Set problem. Pick out every line in the items below that contains the string "fighter", and copy each of those lines.

^^^^

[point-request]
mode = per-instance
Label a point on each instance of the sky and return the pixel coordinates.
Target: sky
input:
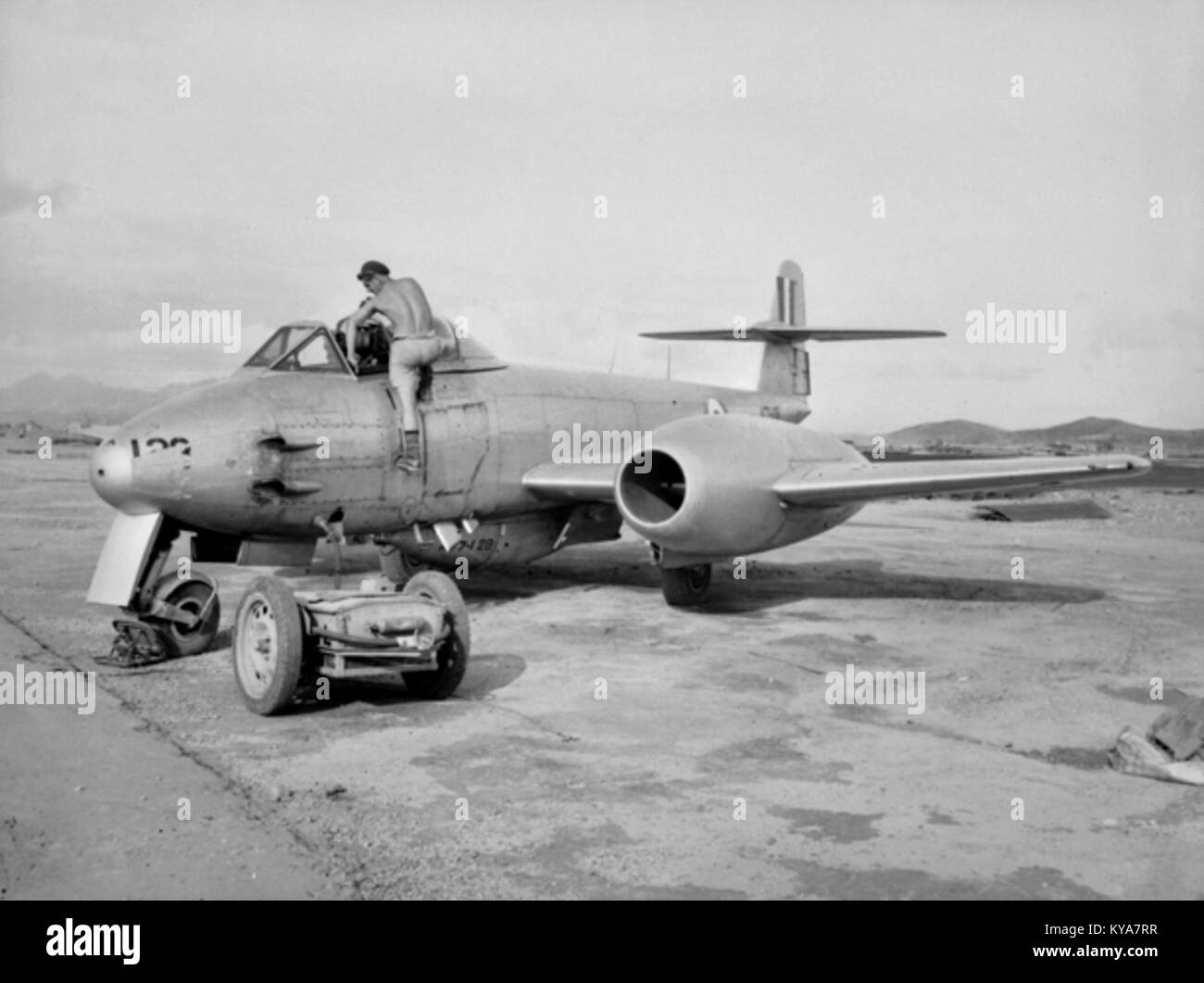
(468, 145)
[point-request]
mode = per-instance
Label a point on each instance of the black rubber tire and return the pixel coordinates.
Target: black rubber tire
(192, 597)
(396, 565)
(685, 586)
(268, 686)
(453, 655)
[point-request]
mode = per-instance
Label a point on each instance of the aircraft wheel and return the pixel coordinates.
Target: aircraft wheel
(192, 597)
(453, 655)
(268, 646)
(396, 565)
(685, 586)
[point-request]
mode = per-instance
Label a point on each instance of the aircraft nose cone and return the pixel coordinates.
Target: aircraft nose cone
(112, 476)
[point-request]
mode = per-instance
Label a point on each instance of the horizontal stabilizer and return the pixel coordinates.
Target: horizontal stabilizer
(775, 332)
(823, 485)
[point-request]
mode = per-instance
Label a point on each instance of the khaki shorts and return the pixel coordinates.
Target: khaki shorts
(408, 354)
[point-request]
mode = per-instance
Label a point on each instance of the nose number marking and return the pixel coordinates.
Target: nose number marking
(161, 444)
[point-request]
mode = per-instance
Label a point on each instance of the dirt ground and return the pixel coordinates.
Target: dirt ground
(709, 715)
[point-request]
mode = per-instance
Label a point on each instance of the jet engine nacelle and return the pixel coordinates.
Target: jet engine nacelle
(703, 485)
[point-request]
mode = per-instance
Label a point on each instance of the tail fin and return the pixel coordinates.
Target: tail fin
(785, 365)
(789, 304)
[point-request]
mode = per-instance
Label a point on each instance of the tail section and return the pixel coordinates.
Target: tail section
(789, 305)
(785, 365)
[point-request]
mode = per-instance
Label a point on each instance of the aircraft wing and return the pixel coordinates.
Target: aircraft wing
(827, 484)
(835, 484)
(572, 482)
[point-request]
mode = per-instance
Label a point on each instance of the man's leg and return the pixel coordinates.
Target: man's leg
(405, 380)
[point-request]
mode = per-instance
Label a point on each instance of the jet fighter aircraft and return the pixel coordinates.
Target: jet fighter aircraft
(518, 461)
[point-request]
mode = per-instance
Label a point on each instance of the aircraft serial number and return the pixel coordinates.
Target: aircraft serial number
(161, 444)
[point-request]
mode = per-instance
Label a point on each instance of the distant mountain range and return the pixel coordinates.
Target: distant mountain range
(1086, 434)
(59, 400)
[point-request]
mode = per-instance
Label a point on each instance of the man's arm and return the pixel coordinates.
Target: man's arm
(421, 309)
(352, 323)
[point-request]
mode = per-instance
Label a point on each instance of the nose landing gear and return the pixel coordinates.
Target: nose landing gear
(169, 617)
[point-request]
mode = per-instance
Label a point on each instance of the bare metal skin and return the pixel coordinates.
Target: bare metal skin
(295, 434)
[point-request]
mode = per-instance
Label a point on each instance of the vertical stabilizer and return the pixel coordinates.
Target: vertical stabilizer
(785, 366)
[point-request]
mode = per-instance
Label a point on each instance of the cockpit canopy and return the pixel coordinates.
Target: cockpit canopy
(308, 346)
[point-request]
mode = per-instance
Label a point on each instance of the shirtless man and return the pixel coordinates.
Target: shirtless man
(414, 344)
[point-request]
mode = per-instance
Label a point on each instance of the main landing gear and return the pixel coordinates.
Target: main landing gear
(683, 586)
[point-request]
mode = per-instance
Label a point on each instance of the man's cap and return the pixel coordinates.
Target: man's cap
(372, 269)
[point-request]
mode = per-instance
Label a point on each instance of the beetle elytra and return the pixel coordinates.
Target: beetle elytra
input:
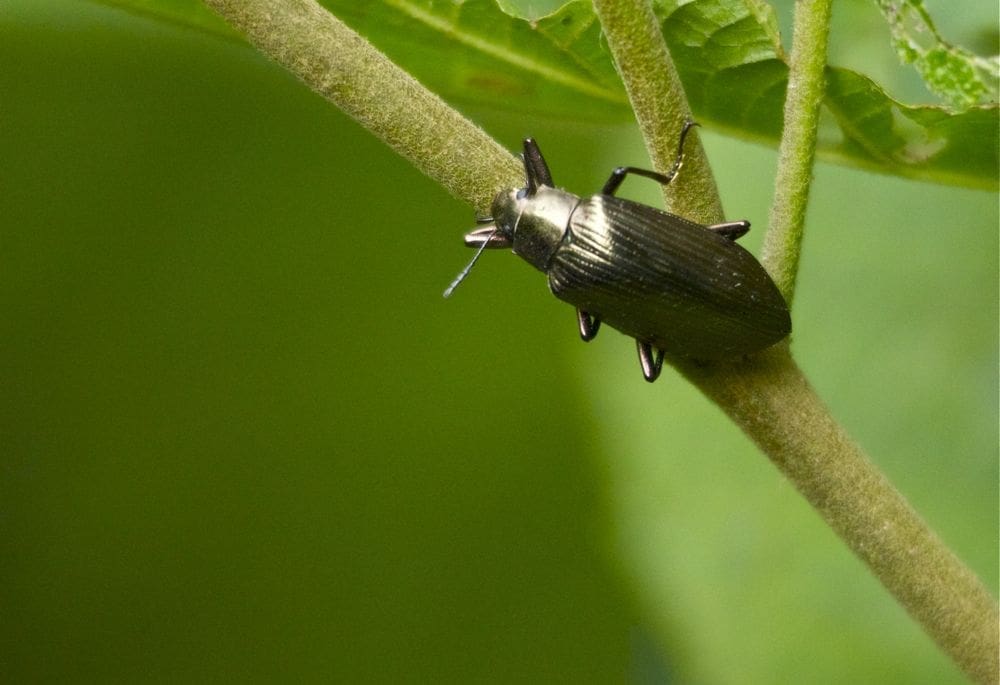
(676, 286)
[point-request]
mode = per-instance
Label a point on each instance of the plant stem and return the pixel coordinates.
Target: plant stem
(657, 96)
(770, 399)
(767, 395)
(797, 151)
(342, 66)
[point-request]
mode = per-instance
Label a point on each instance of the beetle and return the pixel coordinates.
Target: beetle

^^^^

Written response.
Label a point on each instance of the jet fighter aircraft and return the pixel coordinates.
Target: jet fighter aircraft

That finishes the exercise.